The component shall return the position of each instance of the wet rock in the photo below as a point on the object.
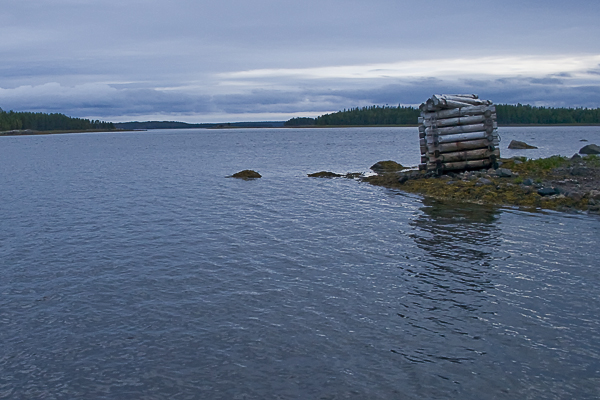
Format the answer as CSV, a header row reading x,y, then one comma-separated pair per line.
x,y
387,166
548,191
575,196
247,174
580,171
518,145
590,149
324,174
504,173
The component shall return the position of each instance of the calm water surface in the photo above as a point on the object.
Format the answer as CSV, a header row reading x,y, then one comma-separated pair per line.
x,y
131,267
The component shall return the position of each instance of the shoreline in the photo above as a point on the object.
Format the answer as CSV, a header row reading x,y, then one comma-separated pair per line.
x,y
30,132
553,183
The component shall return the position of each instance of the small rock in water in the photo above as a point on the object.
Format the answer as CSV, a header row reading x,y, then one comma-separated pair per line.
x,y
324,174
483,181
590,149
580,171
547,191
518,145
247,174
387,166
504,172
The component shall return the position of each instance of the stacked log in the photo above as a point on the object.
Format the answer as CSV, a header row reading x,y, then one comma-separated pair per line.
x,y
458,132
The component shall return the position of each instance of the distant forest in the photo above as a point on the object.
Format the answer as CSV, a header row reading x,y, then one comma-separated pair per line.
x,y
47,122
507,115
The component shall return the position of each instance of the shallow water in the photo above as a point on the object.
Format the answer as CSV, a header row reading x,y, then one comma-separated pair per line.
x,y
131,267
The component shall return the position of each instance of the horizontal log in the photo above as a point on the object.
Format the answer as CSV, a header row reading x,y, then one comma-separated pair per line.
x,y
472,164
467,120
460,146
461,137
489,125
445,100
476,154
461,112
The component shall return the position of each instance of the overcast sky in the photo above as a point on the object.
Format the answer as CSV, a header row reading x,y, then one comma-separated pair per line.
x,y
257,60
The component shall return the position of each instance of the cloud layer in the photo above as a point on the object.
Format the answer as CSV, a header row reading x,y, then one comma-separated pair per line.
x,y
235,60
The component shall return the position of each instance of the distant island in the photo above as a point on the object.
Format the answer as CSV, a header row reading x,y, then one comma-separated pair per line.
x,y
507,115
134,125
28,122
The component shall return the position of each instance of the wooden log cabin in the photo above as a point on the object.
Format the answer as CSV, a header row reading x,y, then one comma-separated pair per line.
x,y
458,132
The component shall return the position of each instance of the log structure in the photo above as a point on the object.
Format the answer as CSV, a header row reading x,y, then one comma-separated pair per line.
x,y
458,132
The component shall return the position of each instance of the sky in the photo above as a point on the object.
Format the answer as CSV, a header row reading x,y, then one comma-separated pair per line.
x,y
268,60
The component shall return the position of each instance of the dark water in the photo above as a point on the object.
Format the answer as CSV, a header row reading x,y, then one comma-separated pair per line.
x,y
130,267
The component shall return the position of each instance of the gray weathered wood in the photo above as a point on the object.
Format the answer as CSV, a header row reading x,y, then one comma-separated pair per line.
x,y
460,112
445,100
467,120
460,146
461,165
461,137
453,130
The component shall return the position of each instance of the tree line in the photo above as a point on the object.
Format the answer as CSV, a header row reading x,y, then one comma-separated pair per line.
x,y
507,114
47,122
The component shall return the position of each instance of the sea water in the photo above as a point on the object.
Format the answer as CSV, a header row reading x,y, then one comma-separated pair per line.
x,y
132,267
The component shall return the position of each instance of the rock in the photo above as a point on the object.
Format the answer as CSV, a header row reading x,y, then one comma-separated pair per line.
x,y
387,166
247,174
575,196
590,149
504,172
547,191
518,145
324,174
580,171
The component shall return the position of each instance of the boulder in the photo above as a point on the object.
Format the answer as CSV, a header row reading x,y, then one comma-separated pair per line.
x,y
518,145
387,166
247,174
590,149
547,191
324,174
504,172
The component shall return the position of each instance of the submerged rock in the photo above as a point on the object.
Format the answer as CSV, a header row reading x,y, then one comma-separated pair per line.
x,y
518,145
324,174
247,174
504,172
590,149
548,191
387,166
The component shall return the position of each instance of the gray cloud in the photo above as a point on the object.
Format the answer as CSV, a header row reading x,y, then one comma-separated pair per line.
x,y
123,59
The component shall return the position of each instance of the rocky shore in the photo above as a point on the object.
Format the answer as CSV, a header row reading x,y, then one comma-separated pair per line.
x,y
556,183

> _The exercise_: Express all of the records above as a two-column CSV with the header instruction,points and one row per record. Put the record's text under instruction and its answer under points, quote each field, turn line breaks into spaces, and leave out the pictures.

> _The reply_:
instruction,points
"The component shall return the position of each instance of the wet rock in the photo below as a point on the object. Format the answer as CSV, a header row reading x,y, then one comma-separated pair per line.","x,y 387,166 548,191 575,196 247,174 580,171 518,145 590,149 324,174 504,173"
"The component shall return the position of each instance of the calm water surface in the photo above as a point on the object. Format the answer as CSV, a header row reading x,y, then one comma-separated pair per line.","x,y 131,267"
"The component shall return the position of each instance of the shoreline in the photo above as a point on the object. Format the answer as CSV, a header row reading x,y, then one comma-separated pair per line.","x,y 30,132 553,183"
"The component shall return the position of each instance of the small rock in water in the photo above as a point on the object. Format the answer as CSV, a header row reading x,y, then one comma-separated pair per line.","x,y 324,174 483,181 590,149 580,171 547,191 518,145 247,174 387,166 504,172"
"The component shall return the position of each instance of the stacked log in the photo above as a point on the object. Format the answer as CSV, a header row reading x,y, then one comma-separated pair per line.","x,y 458,132"
"The component shall return the position of each instance of the distant forest in the photo above as a point on the object. Format the answer as CSV, a header row reading x,y, then one comma-separated pair per line.","x,y 47,122 507,115"
"The component shall return the position of each instance of the shallow water in the photo above as a point on the object. Format the answer as CSV, a header row reading x,y, then one comma-separated pair per line.","x,y 131,267"
"The component shall return the position of each instance of the horizontal log in the photo above as a point on the object. Format the answer as CSV, a header row reading x,y, then one comma-separated pair per line.","x,y 472,164 467,120 460,146 461,137 489,125 445,100 476,154 461,112"
"The component shall return the position of each instance of the overcast sky in the photo above as a point on the object. Format the answer as CSV, a header row reading x,y, then one comma-separated pair per line.","x,y 257,60"
"The component shall return the position of each instance of the cloud layer in the photo above as a point on the object. Format the answer as CSV, a header row reading x,y, then one comma-separated pair per line.","x,y 235,60"
"The component shall return the position of each instance of the distant island in the photo above as a point on the object. Format the answer as CSV, a header row reading x,y, then one comma-separated pair per line.","x,y 507,115 134,125 28,122"
"The component shall return the position of each instance of the wooden log cabin in the photo above as a point on the object. Format the answer as CSV, a header row reading x,y, then one comma-separated pair per line.","x,y 458,132"
"The component shall return the position of each instance of the log structure in the photo above as a point on the object. Format the answer as CSV, a header row reading x,y, then one comma-separated pair per line.","x,y 458,132"
"The component shall return the position of each instance of the sky in the photo above as a point on the object. Format the answer as CSV, a header row reading x,y, then one comma-separated pair per line.","x,y 268,60"
"The component shall return the position of each instance of the dark water in the photo above as a point on the object. Format the answer as CSV, a header row reading x,y, then one comma-separated pair per line.","x,y 130,267"
"The component shall return the position of each instance of the gray weathered wood in the photo above as a point on the object. Format the answer as CSV, a header row reading x,y, then one comma-separated pair per line.","x,y 460,112 445,100 467,120 460,146 461,165 461,137 453,130"
"The component shall return the position of each instance of the tree line in the photo above as a point on the object. Format the answer as CSV, a header row reading x,y, then one comma-separated pair per line.","x,y 507,114 47,122"
"The component shall return the position of each instance of the sea water in the photo above as a point on the object. Format the answer as CSV, a header row reading x,y, then one comma-separated pair per line.","x,y 132,267"
"The component shall return the position of each instance of the rock in the photo above as a point on the object. Format the answer as CSV, a header row reading x,y, then one comma-separated pair per line.","x,y 387,166 247,174 575,196 590,149 504,172 547,191 518,145 324,174 580,171"
"The component shall return the position of each instance of the boulder in the photo above as a point on the object. Format the answer as CSV, a header row reading x,y, then one comma-separated pair per line.","x,y 518,145 387,166 247,174 590,149 547,191 324,174 504,172"
"The component shall return the position of each instance of the submerged rock in the photo above as a point on the object. Format the answer as CSV, a header row reading x,y, then one comma-separated pair per line.","x,y 518,145 324,174 247,174 504,172 590,149 548,191 387,166"
"The component shall return the position of each instance of the gray cloud in the photo above as a point on the object. Format the answer as CSV, a header row reading x,y, then one comma-separated pair per line.","x,y 123,59"
"The component shall return the position of each instance of the rocky shore in the photo above as a point on the object. Format the answer as CSV, a header row reading x,y, then one comma-separated pair per line.","x,y 556,183"